§ DATASET ENTRIES
======

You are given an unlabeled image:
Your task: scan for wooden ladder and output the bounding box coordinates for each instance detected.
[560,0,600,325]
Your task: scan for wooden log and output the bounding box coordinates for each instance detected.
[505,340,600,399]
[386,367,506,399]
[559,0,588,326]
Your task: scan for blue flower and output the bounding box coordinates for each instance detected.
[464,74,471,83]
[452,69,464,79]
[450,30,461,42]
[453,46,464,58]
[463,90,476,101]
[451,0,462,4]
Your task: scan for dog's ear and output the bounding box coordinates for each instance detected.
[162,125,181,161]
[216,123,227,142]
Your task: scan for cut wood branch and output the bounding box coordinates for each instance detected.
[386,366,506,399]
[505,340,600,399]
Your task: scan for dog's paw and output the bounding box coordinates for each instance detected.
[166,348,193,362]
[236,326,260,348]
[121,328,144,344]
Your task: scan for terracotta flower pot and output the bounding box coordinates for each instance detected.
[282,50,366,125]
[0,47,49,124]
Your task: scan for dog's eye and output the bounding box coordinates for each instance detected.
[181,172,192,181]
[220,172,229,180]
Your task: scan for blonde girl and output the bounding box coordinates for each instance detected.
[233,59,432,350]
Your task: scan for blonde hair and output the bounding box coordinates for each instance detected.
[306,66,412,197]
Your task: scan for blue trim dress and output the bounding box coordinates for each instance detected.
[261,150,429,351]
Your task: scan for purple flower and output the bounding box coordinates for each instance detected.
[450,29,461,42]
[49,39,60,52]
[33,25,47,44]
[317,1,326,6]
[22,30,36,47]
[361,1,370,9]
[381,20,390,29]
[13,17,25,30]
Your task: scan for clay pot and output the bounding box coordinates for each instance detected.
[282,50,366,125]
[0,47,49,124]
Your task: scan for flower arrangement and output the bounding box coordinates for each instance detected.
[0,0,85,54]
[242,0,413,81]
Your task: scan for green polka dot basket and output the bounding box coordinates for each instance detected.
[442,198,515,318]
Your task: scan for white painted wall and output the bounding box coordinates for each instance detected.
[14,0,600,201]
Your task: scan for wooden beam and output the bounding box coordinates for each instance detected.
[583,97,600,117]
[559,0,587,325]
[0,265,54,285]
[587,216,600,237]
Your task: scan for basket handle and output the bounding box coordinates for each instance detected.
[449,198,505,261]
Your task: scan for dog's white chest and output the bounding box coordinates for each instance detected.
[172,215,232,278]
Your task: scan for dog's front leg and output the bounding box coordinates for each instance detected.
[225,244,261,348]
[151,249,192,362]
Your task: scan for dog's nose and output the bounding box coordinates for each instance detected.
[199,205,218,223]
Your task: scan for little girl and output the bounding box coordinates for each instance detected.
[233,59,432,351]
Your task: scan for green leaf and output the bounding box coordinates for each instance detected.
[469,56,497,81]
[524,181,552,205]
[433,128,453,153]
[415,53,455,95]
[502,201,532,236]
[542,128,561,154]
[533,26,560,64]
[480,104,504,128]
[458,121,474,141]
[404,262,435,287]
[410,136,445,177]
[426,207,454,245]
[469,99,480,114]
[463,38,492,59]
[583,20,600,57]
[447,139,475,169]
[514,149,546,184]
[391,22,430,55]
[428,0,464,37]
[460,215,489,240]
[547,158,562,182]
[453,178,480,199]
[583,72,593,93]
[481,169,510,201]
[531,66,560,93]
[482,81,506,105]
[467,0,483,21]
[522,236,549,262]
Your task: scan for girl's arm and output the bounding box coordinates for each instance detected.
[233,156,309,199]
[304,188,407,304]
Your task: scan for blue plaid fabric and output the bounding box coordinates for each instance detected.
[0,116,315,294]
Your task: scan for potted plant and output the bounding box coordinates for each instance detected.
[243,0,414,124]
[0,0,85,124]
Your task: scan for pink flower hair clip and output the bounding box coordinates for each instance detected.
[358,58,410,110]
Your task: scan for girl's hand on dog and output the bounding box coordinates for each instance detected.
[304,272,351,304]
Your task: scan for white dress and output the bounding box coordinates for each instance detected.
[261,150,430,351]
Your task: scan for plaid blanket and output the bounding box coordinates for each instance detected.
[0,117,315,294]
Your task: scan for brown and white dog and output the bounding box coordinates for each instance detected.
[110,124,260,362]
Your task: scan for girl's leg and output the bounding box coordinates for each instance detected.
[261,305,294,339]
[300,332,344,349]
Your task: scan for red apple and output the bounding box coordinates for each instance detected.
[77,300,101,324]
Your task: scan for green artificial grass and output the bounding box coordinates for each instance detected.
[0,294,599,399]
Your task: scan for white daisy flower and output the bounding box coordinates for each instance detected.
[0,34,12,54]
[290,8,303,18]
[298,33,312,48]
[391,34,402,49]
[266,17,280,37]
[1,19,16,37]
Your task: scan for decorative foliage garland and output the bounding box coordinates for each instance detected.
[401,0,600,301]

======

§ PROBLEM TO WORK ON
Set down the whole listing once more, exactly as it appears.

§ COMPLETED TASK
You are given an unlabeled image:
Your task: scan for wooden ladder and output the bounding box coordinates for each instance detected.
[560,0,600,325]
Your task: scan for wooden log and output the bounding box coordinates for each instance detected.
[505,340,600,399]
[386,367,506,399]
[559,0,588,326]
Your task: scan for blue flower and output the bounding box coordinates for each instance detected.
[464,74,471,83]
[452,69,464,79]
[450,30,461,42]
[453,46,464,58]
[463,90,476,101]
[451,0,462,4]
Your task: scan for dog's ear and output the bounding box coordinates for each instance detected.
[162,125,181,161]
[216,123,227,142]
Your task: scan for cut wood branch and output the bounding box coordinates for each instance detected.
[386,366,506,399]
[505,340,600,399]
Your task: scan for dog's paw and output the bounding box coordinates for each instance detected.
[166,348,193,362]
[236,326,260,348]
[121,328,144,344]
Your task: scan for terracotta flower pot and output the bounding box coordinates for each instance detected.
[282,50,366,125]
[0,47,49,124]
Your task: scan for dog's eye and output the bounding box coordinates for each instance detected.
[181,172,192,181]
[220,172,229,180]
Your task: scan for blonde girl and output the bounding box coordinates for each instance detected.
[233,59,432,350]
Your task: scan for blonde hair and output the bounding box coordinates for each instance detected.
[306,66,412,197]
Your task: scan for blue trim dress and output the bounding box coordinates for each instance detected.
[261,150,429,351]
Your task: scan for purple flower and output the bounding box coordinates for each instance detected.
[450,29,461,42]
[49,39,60,52]
[33,25,47,44]
[317,1,326,6]
[22,30,36,47]
[361,1,370,9]
[381,20,390,29]
[13,17,25,30]
Your task: scan for clay pot and output the bounding box coordinates for each instance detected.
[282,50,366,125]
[0,47,49,124]
Your task: scan for flower arrangement and output the bounding box coordinates for each instance detected.
[0,0,85,54]
[242,0,413,81]
Your task: scan for green polka dot basket and output the bounding box coordinates for each instance detected.
[442,198,515,318]
Your task: scan for white painted wall and output the bounding box coordinates for each instance detected.
[14,0,600,201]
Your task: scan for wooden beam and output the bounding box coordinates for each instance detected.
[583,97,600,117]
[559,0,587,325]
[0,265,54,285]
[587,216,600,237]
Your task: scan for basket handle and output the bounding box coordinates for each instance detected.
[449,198,505,261]
Your task: scan for dog's white chest and output the bounding box coordinates for each instance detected.
[172,215,232,278]
Your task: scan for dog's front leg and output the bounding box coordinates for each instance detected.
[225,244,261,348]
[151,249,192,362]
Your task: scan for dog's nose and output the bounding box coordinates for each instance detected.
[199,205,218,223]
Your task: scan for little girl and output the bounding box coordinates for each instance detected.
[233,59,432,351]
Your task: scan for green leaf and output the bounding box coordinates for each instance detected.
[469,56,497,81]
[524,181,552,205]
[433,128,453,153]
[415,53,455,95]
[502,201,532,236]
[542,128,561,154]
[533,26,560,64]
[480,104,504,128]
[458,121,474,141]
[404,262,435,287]
[410,136,445,177]
[426,207,454,245]
[469,99,480,114]
[463,38,492,59]
[583,20,600,57]
[447,139,475,169]
[514,149,546,184]
[391,22,430,55]
[428,0,464,37]
[460,215,489,240]
[547,158,562,182]
[453,178,480,199]
[583,72,593,93]
[481,169,510,201]
[531,66,560,93]
[482,81,506,105]
[467,0,483,21]
[522,236,549,262]
Your task: scan for girl's arm and output the bounding box coordinates for each instance detected.
[233,156,309,199]
[304,188,407,304]
Your task: scan for blue plaid fabric and output the bounding box coordinates for each instance detected.
[0,116,315,294]
Your task: scan for potted plant and output the bounding box coordinates for each instance detected.
[243,0,414,124]
[0,0,85,124]
Your task: scan for pink flower hair clip and output the bounding box coordinates for each instance detected.
[358,58,410,110]
Your task: scan for girl's hand on dog and output the bounding box coordinates for each instance detected.
[304,272,351,304]
Your task: scan for white dress and output the bounding box coordinates for each instance detected.
[261,150,430,351]
Your task: scan for plaid blanket and output the bounding box coordinates for each instance detected.
[0,117,315,294]
Your task: scan for brown and white dog and output the bounding box coordinates for each instance detected.
[110,124,260,362]
Your task: scan for girl's leg and output the bounding box coordinates for each instance detected.
[261,305,294,339]
[300,332,344,349]
Your task: scan for red apple and output the bounding box coordinates for each instance detected.
[77,300,101,324]
Your task: scan for green artificial grass and output the bounding box coordinates for each instance detected.
[0,294,599,399]
Your task: scan for white daisy flower and output the bounding box coordinates for each instance detected.
[0,34,12,54]
[290,8,303,18]
[298,33,312,48]
[391,34,402,49]
[266,17,280,37]
[1,19,16,37]
Your task: scan for decorative foliage garland and output the bounding box coordinates for each instance detected.
[401,0,600,301]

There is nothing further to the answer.